Exercise goal: Repeat every line of the entries, from the line with "BBOX lake water" up to and including the last line of the entries, and shift each bounding-box coordinate in the answers by adding -118 to it.

Given records:
______________________________

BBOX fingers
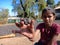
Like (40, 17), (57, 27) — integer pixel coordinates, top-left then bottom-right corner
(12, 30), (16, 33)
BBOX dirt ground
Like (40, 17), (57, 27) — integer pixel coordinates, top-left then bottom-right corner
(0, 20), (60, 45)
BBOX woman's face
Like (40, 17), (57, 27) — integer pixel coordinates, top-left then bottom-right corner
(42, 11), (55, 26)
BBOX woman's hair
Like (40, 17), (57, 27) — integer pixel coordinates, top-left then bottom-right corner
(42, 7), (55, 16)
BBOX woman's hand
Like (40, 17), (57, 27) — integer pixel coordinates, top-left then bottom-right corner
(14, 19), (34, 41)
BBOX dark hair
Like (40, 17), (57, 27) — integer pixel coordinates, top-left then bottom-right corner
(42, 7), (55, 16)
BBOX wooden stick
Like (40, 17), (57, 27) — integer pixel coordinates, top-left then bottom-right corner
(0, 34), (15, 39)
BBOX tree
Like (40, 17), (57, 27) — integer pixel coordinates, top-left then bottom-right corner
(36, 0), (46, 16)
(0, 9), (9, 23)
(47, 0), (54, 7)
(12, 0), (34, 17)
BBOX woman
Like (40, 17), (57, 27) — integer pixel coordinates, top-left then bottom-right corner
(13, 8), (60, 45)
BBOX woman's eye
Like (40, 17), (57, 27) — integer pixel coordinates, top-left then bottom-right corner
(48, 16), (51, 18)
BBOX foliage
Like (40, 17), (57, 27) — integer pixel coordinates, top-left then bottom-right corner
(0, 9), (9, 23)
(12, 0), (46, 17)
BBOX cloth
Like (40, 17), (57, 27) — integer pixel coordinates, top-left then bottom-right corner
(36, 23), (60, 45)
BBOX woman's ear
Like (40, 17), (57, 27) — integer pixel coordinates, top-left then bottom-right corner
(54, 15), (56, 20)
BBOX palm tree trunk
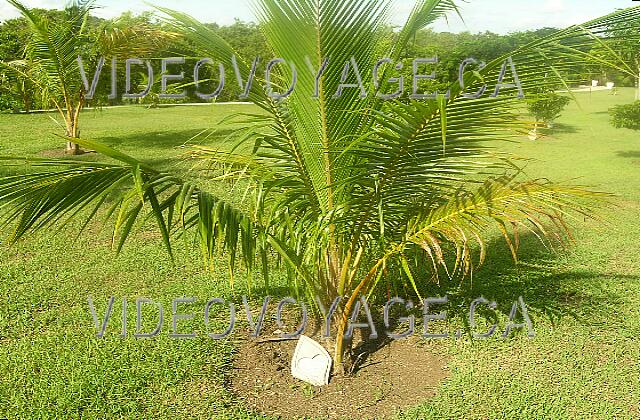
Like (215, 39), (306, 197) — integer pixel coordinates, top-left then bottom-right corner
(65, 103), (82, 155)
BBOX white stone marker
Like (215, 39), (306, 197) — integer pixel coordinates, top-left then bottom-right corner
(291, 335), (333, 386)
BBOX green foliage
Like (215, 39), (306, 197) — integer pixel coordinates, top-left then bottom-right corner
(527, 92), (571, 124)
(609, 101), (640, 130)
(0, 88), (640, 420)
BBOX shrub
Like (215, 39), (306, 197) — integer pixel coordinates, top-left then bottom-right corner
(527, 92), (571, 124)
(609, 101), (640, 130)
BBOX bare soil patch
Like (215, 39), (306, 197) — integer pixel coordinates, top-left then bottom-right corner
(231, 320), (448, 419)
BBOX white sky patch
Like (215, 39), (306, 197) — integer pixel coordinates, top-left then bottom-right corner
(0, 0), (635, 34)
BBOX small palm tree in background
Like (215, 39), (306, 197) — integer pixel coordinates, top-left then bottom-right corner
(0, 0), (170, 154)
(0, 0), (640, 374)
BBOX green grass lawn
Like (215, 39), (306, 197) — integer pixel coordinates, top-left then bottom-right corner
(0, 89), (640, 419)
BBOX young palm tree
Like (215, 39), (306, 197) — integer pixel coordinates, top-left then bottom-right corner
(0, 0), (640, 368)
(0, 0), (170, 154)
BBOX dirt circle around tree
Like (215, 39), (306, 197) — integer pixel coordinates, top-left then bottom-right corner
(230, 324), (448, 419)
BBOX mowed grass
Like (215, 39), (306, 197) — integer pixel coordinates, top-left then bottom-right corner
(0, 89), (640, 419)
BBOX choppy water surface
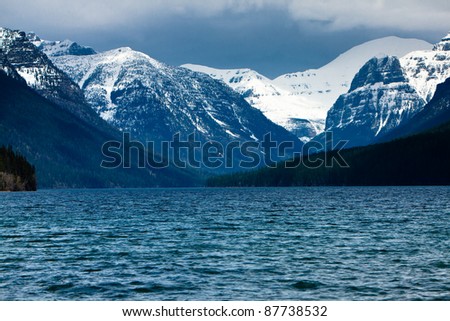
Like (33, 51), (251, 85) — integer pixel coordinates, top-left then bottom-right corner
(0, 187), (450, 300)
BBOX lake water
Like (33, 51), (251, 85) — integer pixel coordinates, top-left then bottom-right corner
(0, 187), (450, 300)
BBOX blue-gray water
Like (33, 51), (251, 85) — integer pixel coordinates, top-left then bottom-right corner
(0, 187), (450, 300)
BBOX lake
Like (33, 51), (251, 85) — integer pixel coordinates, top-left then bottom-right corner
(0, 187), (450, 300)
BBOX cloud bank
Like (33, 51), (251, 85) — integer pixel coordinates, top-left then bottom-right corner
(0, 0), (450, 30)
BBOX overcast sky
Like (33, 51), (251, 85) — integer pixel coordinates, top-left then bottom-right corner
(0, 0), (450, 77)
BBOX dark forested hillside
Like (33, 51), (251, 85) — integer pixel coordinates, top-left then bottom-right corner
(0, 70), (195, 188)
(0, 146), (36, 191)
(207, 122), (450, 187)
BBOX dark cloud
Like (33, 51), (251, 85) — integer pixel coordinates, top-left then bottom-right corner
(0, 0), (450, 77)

______________________________

Output below:
BBOX lake water
Like (33, 51), (251, 85) — integer pixel coordinates, top-left then bottom-right corner
(-118, 69), (332, 182)
BBOX blue-gray water
Like (33, 51), (251, 85) — integer pixel coordinates, top-left then bottom-right corner
(-118, 69), (332, 182)
BBOX lake
Like (33, 51), (251, 85) — integer pixel coordinates, top-left then bottom-right corner
(-118, 69), (332, 182)
BBOX cloud bank
Like (33, 51), (251, 85) — integer pixel coordinates, top-left then bottom-right corner
(-118, -118), (332, -88)
BBOX overcast sky
Like (33, 51), (251, 85) — integer pixel coordinates, top-left then bottom-right corner
(-118, -118), (332, -41)
BBOX dark forested hillside
Like (33, 51), (251, 85) — integer pixel coordinates, top-left then bottom-right corner
(-118, -48), (77, 70)
(-118, 28), (-82, 73)
(89, 4), (332, 69)
BBOX dark cloud
Like (33, 51), (251, 85) — integer pixel coordinates, top-left then bottom-right corner
(-118, -118), (332, -41)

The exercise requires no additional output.